_PROBLEM STATEMENT_: Would you reproduce all of the entries below, character for character?

_INFORMATION PROVIDED_:
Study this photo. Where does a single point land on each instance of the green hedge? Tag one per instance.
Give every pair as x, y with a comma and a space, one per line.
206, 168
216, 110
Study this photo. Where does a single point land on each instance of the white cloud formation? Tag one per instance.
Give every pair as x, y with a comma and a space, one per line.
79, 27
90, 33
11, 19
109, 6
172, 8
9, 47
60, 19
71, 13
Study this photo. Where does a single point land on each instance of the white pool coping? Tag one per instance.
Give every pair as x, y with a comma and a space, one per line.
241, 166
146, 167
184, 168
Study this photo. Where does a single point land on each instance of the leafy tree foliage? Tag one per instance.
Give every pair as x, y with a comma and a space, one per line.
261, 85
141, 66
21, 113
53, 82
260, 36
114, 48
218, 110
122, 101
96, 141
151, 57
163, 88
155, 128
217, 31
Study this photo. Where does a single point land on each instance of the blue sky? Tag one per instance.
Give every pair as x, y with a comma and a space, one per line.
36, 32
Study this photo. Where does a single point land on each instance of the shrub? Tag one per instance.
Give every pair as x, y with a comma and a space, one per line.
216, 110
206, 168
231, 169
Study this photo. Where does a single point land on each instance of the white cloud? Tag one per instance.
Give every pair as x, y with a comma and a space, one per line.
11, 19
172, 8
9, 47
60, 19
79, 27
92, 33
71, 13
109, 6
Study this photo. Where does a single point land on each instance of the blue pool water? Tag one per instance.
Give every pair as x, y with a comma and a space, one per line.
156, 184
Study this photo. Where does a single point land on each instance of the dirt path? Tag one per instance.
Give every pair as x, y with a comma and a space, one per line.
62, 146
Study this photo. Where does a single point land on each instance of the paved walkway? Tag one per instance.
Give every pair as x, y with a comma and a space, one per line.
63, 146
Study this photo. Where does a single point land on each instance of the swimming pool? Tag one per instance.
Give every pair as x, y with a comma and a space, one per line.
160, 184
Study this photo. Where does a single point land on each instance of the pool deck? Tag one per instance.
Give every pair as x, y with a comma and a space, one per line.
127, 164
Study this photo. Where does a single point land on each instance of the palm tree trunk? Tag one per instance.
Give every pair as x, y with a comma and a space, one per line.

_YOUR RESPONSE_:
Study this photo. Where does a single point land on each instance of the green hedge? Tag one per instance.
Give every pair as x, y with a comma and a space, one per line.
206, 168
216, 110
Study this photo. Where does a single point land on each instance of the white cloud formation? Tag one per instance.
Give every pair as x, y with a comma and a space, one per line.
79, 27
90, 33
11, 19
109, 6
172, 8
9, 47
60, 19
71, 13
Study this photo. Where does a single point land on each instance of the white pool coping? Tag one per instance.
Give every pair as x, y with a comma and a space, one per line.
241, 166
146, 167
184, 168
Study this photo. Where does a single point land on each instance of the leafy tree foliage? Tag one per instance.
Give every pair as x, y with a comma and a space, one per line.
261, 85
141, 66
21, 113
53, 82
260, 36
114, 48
218, 110
122, 101
96, 141
151, 57
163, 88
155, 128
217, 31
Study this photo. Where does a single point land on each instance of the blue sky? Tag one per instance.
Give every pair as x, y with a comma and a space, one per line.
36, 32
Study this photo. Where does a single point land on each instance of the shrub? Tag one per instance.
Give every pair as x, y with a comma and a space, one per line.
216, 110
206, 168
231, 169
Study this photo. Where does a single point land on each instance of the white cloud? Tag one per instance.
Give every pair as x, y with a comma and a space, one per line.
11, 19
172, 8
9, 47
60, 19
79, 27
92, 33
71, 13
109, 6
Study this photo. Where does a single point land on each instance of the blue pool water? Tag one per instance.
Give every pair as x, y with a comma and a space, one per line.
156, 184
Study this photo. Where does a single point land on each instance of the dirt path? Tag one per instance.
Give every pair as x, y with a comma and a space, one per line.
62, 146
Study this photo. Where does a single point land on each instance of the paved walkway? Tag one per instance.
Give every pair as x, y with a comma and a space, one per line.
63, 146
Study this photo. Where does a single point land on each instance of the swimming pool? Tag one per instance.
Give every pair as x, y with a comma and a space, one per line.
160, 184
Study this photo. Where does a single point land on each instance of the pool deck? Tag one per instance.
Give every pair as x, y with a comma and a space, one per line.
127, 164
Study this photo. Where does a single point land on each instance of the palm tree trunk? Tag one per instance.
Give every pair as x, y with a comma and a space, one per line.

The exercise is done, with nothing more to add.